> **Records provided**
•••
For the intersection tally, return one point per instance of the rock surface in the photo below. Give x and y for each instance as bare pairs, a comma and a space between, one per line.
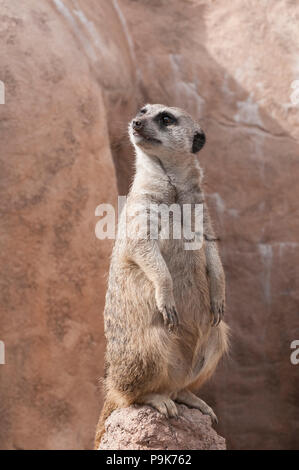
75, 72
143, 428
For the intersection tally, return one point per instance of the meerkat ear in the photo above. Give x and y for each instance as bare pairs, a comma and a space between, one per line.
199, 140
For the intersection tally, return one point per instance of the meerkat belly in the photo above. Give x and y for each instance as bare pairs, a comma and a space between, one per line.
190, 282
•••
> **Stated exercise**
Reproduce the items verbatim, beginning at the line that contains "the meerkat ear" and stopping after the final line of the items.

> **Result below**
For the intersection tally, return one point per instance of the meerkat ear in the photo above. Give x and y for each instance as bare pairs, a comma and a space between, one per line.
199, 140
For the intersection tally, return one point per instance of the meerkat belly in the photo above. Give x and y for each instance as bare pairs, a comma and a space between, one per line.
190, 282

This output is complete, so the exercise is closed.